■ PROBLEM DESCRIPTION ■
Report every line of the entries below that contains the string "part", copying each such line in full. Matching is case-sensitive.

======== GIVEN DATA ========

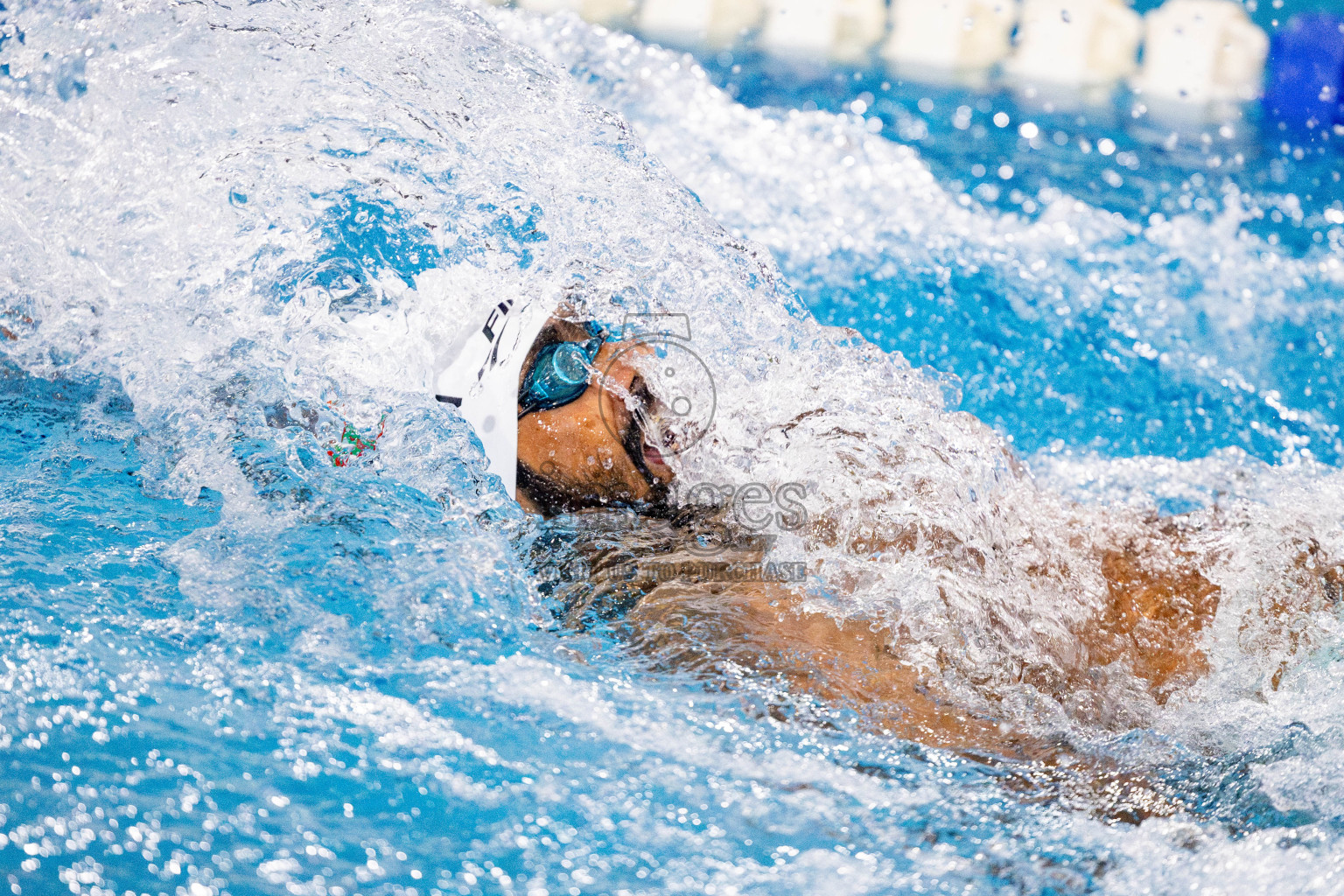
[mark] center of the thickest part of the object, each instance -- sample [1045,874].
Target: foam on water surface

========
======== GIVEN DATA ========

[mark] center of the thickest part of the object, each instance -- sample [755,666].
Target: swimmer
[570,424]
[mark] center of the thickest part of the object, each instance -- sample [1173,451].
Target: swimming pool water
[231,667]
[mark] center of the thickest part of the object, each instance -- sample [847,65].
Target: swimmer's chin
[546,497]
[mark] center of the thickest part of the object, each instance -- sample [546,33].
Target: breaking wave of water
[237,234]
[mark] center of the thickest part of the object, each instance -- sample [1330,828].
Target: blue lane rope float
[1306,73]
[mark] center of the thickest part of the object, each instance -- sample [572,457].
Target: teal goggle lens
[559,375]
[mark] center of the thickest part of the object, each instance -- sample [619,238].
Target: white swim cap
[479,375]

========

■ RESPONSE TO THE TASK ■
[mark] center of the thickest part of the object, each instance -- sample [1045,874].
[mark] center of the thickest part of the object, each instance -- sample [755,666].
[mark] center of the thickest part of the object, each instance -- sample [1173,451].
[mark] center of the thickest part of the object, each instance -- sample [847,65].
[mark] center of the thickest part of the object, each instance -- sample [546,33].
[mark] center of the thickest part of the object, each instance -- sample [1330,828].
[mark] center of the thickest part of the object, each instance -- sample [572,457].
[mark] center of the thickest part of the object, each instance -- sample [619,238].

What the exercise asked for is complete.